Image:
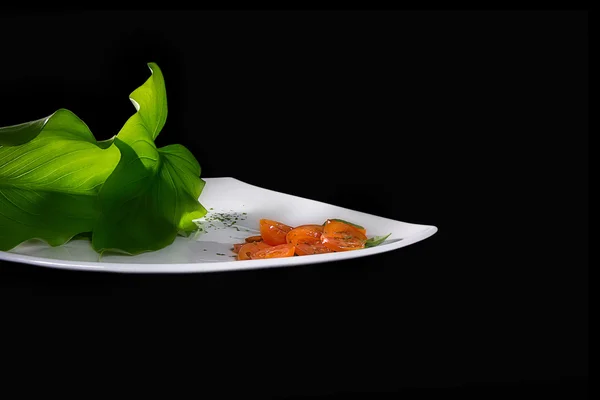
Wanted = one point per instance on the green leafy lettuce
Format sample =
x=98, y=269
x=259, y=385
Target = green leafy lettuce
x=57, y=182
━━━━━━━━━━━━━━━━━━━━
YOUR OBJECTIVE: Can you write out all the records again, requests included, with every x and y coordinate in the answer points shifted up by 124 and the pictures left out?

THE ANSWER:
Image:
Wanted = one point per instance on the green leafy lettuce
Format sample =
x=98, y=269
x=259, y=385
Target = green leafy lettuce
x=181, y=306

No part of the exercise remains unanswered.